— Start of Supplied entries —

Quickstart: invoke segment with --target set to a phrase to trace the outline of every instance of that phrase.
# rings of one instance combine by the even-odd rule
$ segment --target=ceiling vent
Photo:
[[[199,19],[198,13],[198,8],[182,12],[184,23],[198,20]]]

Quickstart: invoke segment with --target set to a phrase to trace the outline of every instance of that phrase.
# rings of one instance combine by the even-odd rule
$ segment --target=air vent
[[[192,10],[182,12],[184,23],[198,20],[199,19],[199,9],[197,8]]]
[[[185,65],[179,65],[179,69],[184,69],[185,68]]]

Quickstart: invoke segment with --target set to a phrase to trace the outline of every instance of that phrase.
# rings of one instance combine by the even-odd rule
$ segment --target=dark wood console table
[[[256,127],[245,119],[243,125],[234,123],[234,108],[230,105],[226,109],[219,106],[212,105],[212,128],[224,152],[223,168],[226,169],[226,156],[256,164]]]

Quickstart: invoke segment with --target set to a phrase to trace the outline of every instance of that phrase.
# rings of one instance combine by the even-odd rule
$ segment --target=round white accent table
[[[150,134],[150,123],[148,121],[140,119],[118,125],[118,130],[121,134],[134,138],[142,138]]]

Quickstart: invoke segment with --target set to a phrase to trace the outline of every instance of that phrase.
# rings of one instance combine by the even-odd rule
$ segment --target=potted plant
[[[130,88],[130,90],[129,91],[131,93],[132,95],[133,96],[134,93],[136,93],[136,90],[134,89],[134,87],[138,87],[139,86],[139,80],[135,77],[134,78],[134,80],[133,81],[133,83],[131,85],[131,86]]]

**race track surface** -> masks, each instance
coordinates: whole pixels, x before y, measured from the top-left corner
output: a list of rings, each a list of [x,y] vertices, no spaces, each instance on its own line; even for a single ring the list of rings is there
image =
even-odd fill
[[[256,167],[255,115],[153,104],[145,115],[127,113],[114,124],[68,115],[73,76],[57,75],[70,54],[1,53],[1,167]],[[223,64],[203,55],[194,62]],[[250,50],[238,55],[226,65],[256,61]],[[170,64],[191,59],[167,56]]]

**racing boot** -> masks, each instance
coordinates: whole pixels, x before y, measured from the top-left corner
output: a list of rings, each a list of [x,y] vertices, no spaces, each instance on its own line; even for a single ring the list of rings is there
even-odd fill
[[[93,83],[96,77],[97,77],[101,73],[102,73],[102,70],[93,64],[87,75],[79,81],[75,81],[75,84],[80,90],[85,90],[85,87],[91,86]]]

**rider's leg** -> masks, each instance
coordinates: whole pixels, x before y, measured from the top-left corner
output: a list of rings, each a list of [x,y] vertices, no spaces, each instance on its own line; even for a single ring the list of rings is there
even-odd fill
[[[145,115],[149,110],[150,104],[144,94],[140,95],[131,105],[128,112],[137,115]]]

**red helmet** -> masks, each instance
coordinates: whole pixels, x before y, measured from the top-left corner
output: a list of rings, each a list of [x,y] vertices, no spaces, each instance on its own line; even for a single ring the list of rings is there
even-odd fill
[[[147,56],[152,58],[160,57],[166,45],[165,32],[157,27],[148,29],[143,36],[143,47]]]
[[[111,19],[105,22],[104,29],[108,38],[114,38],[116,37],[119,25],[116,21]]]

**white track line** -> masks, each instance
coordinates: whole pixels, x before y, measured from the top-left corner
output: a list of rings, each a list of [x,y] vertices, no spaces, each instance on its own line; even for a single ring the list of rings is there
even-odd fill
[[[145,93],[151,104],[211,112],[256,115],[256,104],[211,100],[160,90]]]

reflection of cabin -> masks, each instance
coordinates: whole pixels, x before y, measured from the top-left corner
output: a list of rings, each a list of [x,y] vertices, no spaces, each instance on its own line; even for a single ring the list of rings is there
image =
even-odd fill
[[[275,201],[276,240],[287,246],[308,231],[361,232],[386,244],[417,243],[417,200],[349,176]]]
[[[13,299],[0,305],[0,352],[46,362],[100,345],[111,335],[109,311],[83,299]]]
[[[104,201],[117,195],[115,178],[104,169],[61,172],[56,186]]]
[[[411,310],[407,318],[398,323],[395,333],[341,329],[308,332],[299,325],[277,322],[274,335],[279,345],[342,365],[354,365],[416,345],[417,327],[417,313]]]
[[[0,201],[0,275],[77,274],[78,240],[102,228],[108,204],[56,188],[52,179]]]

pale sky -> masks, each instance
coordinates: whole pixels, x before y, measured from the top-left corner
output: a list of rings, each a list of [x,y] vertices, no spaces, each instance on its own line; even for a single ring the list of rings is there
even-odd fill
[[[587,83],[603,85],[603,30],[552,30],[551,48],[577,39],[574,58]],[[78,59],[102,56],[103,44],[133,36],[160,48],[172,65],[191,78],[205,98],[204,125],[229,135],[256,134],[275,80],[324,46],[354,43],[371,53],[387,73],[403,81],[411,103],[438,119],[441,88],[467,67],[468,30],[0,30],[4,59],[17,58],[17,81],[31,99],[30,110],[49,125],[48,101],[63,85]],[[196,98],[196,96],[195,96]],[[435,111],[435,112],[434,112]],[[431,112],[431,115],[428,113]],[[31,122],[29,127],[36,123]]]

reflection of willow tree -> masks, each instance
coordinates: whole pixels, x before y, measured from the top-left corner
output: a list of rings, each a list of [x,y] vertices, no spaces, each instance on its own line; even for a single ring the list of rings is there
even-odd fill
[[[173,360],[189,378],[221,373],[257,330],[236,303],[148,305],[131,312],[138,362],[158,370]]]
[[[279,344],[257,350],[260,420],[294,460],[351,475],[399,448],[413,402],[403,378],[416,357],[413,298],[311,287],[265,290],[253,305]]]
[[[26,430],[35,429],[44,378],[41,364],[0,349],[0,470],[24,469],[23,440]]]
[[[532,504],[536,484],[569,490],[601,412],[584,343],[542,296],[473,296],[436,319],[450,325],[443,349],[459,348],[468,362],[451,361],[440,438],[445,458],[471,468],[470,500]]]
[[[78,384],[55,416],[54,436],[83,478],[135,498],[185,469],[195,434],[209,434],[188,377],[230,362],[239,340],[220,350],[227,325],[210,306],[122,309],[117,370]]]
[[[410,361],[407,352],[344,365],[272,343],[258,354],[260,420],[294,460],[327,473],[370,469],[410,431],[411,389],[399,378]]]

— End of Supplied entries —

Lay out all of the entries above as a JSON list of strings, with one string for each line and blank lines omitted.

§ **Correct answer**
[
  "Quickstart: invoke segment with --target set to a phrase to trace the outline of every instance of that phrase.",
  "# rings of one instance combine by the even-odd rule",
  "$ segment --target=ceiling vent",
  "Photo:",
  "[[[199,19],[198,13],[198,8],[182,12],[184,23],[198,20]]]",
  "Quickstart: invoke segment with --target set to a phrase to trace the outline of every instance of that phrase.",
  "# rings of one instance combine by the even-odd rule",
  "$ segment --target=air vent",
  "[[[192,10],[182,12],[184,23],[198,20],[199,19],[199,9],[197,8]]]",
  "[[[185,65],[179,65],[179,69],[184,69],[185,68]]]",
  "Quickstart: invoke segment with --target set to a phrase to trace the outline of every instance of that phrase.",
  "# rings of one instance combine by the even-odd rule",
  "$ segment --target=dark wood console table",
  "[[[256,127],[245,119],[243,125],[234,123],[234,108],[230,105],[226,109],[219,106],[212,105],[212,128],[224,152],[223,168],[226,169],[226,156],[256,164]]]",
  "Quickstart: invoke segment with --target set to a phrase to trace the outline of every instance of that phrase.",
  "# rings of one instance combine by the even-odd rule",
  "$ segment --target=round white accent table",
  "[[[150,134],[150,123],[148,121],[140,119],[118,125],[118,130],[121,134],[134,138],[142,138]]]",
  "Quickstart: invoke segment with --target set to a phrase to trace the outline of every instance of that phrase.",
  "# rings of one instance combine by the even-odd rule",
  "$ segment --target=potted plant",
  "[[[130,88],[130,90],[129,91],[131,93],[132,95],[133,96],[134,93],[136,93],[136,90],[134,89],[134,87],[138,87],[139,86],[139,80],[135,77],[134,78],[134,80],[133,81],[133,83],[131,85],[131,86]]]",
  "**race track surface** -> masks, each instance",
  "coordinates: whole pixels, x before y, measured from the top-left corner",
  "output: a list of rings, each a list of [x,y] vertices, no spaces, each instance on its own line; even for a single ring the list of rings is there",
  "image =",
  "even-odd fill",
  "[[[256,167],[255,115],[153,104],[145,115],[127,113],[114,124],[68,115],[73,76],[57,75],[70,54],[1,53],[1,167]],[[223,64],[203,55],[194,62]],[[250,50],[238,55],[226,65],[256,61]],[[170,64],[191,59],[167,56]]]",
  "**racing boot** -> masks, each instance",
  "coordinates: whole pixels, x before y, measured from the top-left corner",
  "output: a list of rings, each a list of [x,y] vertices, no spaces, each instance on its own line; even for a single ring the list of rings is there",
  "even-odd fill",
  "[[[93,83],[96,77],[97,77],[101,73],[102,73],[102,70],[93,64],[87,75],[79,81],[75,81],[75,84],[80,90],[85,90],[85,87],[91,86]]]",
  "**rider's leg** -> masks, each instance",
  "coordinates: whole pixels, x before y, measured from the top-left corner",
  "output: a list of rings, each a list of [x,y] vertices, no spaces, each instance on its own line; even for a single ring the list of rings is there",
  "even-odd fill",
  "[[[145,115],[149,110],[150,104],[144,94],[140,95],[131,105],[128,112],[137,115]]]",
  "**red helmet** -> masks, each instance",
  "coordinates: whole pixels, x before y, measured from the top-left corner",
  "output: a list of rings, each a list of [x,y] vertices, no spaces, each instance on its own line; even for a single ring the list of rings is there",
  "even-odd fill",
  "[[[147,56],[152,58],[160,57],[166,45],[165,32],[157,27],[148,29],[143,36],[143,47]]]",
  "[[[111,19],[105,22],[104,29],[108,38],[114,38],[116,37],[119,25],[116,21]]]",
  "**white track line** -> masks, each instance",
  "coordinates: whole pixels, x before y, measured from the top-left corner",
  "output: a list of rings, each a list of [x,y] vertices, no spaces, each instance on its own line; even for a single ring the list of rings is there",
  "even-odd fill",
  "[[[145,93],[151,104],[211,112],[256,115],[256,104],[211,100],[160,90]]]",
  "reflection of cabin -> masks, each instance",
  "coordinates: whole pixels, x before y, measured from the top-left corner",
  "output: a list of rings, each a list of [x,y] vertices, no spaces, each instance on its own line; even for a single ring the list of rings is there",
  "image =",
  "even-odd fill",
  "[[[275,201],[276,240],[287,246],[308,231],[361,232],[386,244],[417,243],[417,200],[349,176]]]",
  "[[[13,299],[0,305],[0,352],[46,362],[100,345],[111,335],[109,311],[83,299]]]",
  "[[[104,201],[117,195],[115,178],[104,169],[61,172],[56,186]]]",
  "[[[411,310],[407,318],[398,323],[395,333],[341,329],[308,332],[299,325],[277,322],[274,335],[279,345],[342,365],[354,365],[416,345],[417,327],[417,313]]]",
  "[[[0,201],[0,275],[77,274],[78,240],[102,228],[108,204],[56,188],[52,179]]]",
  "pale sky -> masks, each instance",
  "coordinates: whole pixels, x before y, measured from the top-left corner",
  "output: a list of rings, each a list of [x,y] vertices, no spaces, each instance on its own line; even for a single ring the list of rings is there",
  "even-odd fill",
  "[[[587,83],[603,85],[603,30],[552,30],[551,48],[577,39],[574,58]],[[78,59],[102,56],[103,44],[133,36],[160,48],[172,65],[191,78],[205,98],[204,125],[229,135],[256,134],[275,80],[324,46],[354,43],[371,53],[387,73],[403,81],[411,103],[438,119],[441,88],[467,67],[468,30],[0,30],[4,59],[17,58],[17,81],[31,99],[30,110],[49,125],[48,101],[63,85]],[[196,98],[196,96],[195,96]],[[435,111],[435,112],[434,112]],[[431,112],[431,115],[428,113]],[[31,122],[29,127],[36,123]]]",
  "reflection of willow tree -> masks, each instance",
  "coordinates: whole pixels, x before y, measured from the top-left corner",
  "output: a list of rings, each a list of [x,y] vertices, no spaces, each instance on its own line; even for a single ring the list of rings is there",
  "even-odd fill",
  "[[[173,360],[189,378],[221,373],[257,330],[236,303],[148,305],[131,312],[138,362],[158,370]]]",
  "[[[279,344],[257,350],[260,420],[294,460],[351,475],[399,448],[413,402],[403,378],[416,357],[413,298],[311,287],[265,290],[253,305]]]",
  "[[[26,430],[35,429],[44,378],[41,364],[0,349],[0,470],[24,469],[23,440]]]",
  "[[[532,504],[536,484],[569,490],[601,412],[584,343],[542,296],[473,296],[436,319],[450,325],[443,349],[459,348],[468,362],[451,361],[440,438],[445,458],[471,468],[470,500]]]",
  "[[[78,384],[55,416],[54,436],[83,478],[135,498],[185,469],[195,434],[209,434],[188,377],[230,362],[239,340],[220,350],[227,325],[210,306],[122,309],[117,370]]]",
  "[[[410,361],[407,352],[344,365],[272,343],[258,354],[260,420],[294,460],[327,473],[370,469],[410,431],[411,389],[399,378]]]"
]